Отрывок:
============================================================

Никитин И. Н. (?) Портрет неизвестного в зеленом кафтане (А. И. Ушакова?). 1730-е. Х., м. ГРМ
Пять лет казематов Петропавловской крепости не сломили Ивана Никитина. Он вынес пытки и даже написал портрет обер-палача Андрея Ушакова. Не все искусствоведы признают в этой работе кисть И. Никитина и личность Ушакова[33]. Смущает некоторое несовпадение в датах и архаичная манера письма, несвойственная Никитину – дипломанту Флорентийской академии. Это можно было бы объяснить тем, что художник писал Ушакова руками с вывихнутыми на дыбе предплечьями. В красках он тоже был ограничен. Есть сведения, что все необходимое для работы ему передали в каземат Андрей Матвеев и Михаил Земцов.
В 1737 г. Анна Иоанновна утвердила приговор: «Ивана Никитина бить плетьми и послать в Сибирь на житие за караулом». Спустя четыре года, при Елизавете, последовала амнистия. Братья Никитины получили разрешение вернуться в свой петербургский дом, сохраненный стараниями М. Г. Земцова. Но сил на обратный путь уже не было. В дороге Иван Никитин умер.

============================================================

Записанные данные:
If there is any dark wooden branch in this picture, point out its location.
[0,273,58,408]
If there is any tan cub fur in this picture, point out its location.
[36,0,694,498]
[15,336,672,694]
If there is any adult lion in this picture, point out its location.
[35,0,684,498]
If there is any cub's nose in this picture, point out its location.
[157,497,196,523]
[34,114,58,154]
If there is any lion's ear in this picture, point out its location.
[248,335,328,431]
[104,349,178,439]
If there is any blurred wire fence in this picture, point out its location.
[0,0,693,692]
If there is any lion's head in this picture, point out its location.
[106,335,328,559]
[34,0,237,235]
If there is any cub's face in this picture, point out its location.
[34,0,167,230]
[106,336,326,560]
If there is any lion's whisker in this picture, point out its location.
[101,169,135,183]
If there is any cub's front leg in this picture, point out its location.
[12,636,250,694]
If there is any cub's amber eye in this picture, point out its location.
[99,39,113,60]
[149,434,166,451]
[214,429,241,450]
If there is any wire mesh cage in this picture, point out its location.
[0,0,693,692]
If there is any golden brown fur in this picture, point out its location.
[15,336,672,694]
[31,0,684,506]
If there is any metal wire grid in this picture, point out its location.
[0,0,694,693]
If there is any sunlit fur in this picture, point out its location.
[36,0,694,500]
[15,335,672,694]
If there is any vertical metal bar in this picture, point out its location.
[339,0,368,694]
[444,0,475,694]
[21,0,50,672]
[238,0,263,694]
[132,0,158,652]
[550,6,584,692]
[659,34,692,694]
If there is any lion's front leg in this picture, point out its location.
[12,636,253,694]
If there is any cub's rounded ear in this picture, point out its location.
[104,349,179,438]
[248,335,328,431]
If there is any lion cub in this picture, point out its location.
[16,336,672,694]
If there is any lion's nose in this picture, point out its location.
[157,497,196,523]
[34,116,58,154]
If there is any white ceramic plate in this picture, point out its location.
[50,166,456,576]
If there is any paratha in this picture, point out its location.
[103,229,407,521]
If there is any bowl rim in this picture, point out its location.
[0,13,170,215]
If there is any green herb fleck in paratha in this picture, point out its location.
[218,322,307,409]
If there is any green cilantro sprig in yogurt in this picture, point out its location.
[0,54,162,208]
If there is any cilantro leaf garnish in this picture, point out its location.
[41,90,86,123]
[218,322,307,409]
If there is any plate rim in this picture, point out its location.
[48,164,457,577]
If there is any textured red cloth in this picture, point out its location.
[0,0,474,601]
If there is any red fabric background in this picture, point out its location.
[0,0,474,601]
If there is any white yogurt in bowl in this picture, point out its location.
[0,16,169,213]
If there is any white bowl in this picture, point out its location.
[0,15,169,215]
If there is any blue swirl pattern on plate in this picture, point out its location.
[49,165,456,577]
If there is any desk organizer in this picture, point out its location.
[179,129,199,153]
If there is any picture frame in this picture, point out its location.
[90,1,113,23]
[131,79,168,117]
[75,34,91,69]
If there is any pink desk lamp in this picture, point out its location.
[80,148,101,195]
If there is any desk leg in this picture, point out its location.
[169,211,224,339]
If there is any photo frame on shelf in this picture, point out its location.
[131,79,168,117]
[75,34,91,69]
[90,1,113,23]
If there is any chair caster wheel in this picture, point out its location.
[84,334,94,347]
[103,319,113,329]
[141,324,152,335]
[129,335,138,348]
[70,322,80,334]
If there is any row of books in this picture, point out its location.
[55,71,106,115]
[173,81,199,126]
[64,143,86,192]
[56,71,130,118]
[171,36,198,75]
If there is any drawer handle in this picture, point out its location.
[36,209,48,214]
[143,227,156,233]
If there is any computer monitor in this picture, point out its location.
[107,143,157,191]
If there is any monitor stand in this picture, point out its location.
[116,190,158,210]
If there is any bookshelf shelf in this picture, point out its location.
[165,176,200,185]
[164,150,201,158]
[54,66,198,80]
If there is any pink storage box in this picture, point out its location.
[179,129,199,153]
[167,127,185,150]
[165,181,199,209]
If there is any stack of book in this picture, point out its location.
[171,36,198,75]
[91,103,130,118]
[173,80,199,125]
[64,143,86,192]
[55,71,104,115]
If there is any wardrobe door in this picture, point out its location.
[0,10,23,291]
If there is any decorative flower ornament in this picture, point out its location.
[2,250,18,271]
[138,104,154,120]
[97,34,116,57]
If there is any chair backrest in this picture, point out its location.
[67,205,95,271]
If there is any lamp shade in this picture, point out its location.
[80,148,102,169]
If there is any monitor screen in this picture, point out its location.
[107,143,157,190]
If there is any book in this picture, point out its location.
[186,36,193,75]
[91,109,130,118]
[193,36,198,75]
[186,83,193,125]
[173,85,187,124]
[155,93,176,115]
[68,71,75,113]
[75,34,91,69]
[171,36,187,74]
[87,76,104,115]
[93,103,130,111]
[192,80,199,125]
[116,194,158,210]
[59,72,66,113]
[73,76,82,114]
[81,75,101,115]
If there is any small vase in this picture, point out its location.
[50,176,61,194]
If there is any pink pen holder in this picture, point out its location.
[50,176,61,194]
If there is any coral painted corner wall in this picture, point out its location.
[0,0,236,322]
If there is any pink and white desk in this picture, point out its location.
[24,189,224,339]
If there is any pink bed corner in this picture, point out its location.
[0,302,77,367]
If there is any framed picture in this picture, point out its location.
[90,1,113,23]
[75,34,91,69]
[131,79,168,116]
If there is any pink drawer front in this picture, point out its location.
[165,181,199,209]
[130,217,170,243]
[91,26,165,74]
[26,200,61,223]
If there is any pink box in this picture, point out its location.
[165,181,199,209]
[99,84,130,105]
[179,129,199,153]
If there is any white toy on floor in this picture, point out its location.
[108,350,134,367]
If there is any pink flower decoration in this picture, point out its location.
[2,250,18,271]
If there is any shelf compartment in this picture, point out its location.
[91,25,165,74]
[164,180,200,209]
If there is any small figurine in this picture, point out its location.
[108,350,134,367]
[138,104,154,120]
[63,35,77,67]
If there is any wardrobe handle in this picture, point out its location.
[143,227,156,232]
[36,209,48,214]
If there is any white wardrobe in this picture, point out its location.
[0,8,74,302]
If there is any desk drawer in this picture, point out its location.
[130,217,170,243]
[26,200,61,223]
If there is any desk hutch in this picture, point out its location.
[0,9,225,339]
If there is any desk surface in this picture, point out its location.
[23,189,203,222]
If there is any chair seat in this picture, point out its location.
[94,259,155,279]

============================================================

Задание: Перепишите отрывок об Иване Никитине целиком, без единого изменения. Записи для работы не понадобятся.

Итоговый ответ:
Никитин И. Н. (?) Портрет неизвестного в зеленом кафтане (А. И. Ушакова?). 1730-е. Х., м. ГРМ
Пять лет казематов Петропавловской крепости не сломили Ивана Никитина. Он вынес пытки и даже написал портрет обер-палача Андрея Ушакова. Не все искусствоведы признают в этой работе кисть И. Никитина и личность Ушакова[33]. Смущает некоторое несовпадение в датах и архаичная манера письма, несвойственная Никитину – дипломанту Флорентийской академии. Это можно было бы объяснить тем, что художник писал Ушакова руками с вывихнутыми на дыбе предплечьями. В красках он тоже был ограничен. Есть сведения, что все необходимое для работы ему передали в каземат Андрей Матвеев и Михаил Земцов.
В 1737 г. Анна Иоанновна утвердила приговор: «Ивана Никитина бить плетьми и послать в Сибирь на житие за караулом». Спустя четыре года, при Елизавете, последовала амнистия. Братья Никитины получили разрешение вернуться в свой петербургский дом, сохраненный стараниями М. Г. Земцова. Но сил на обратный путь уже не было. В дороге Иван Никитин умер.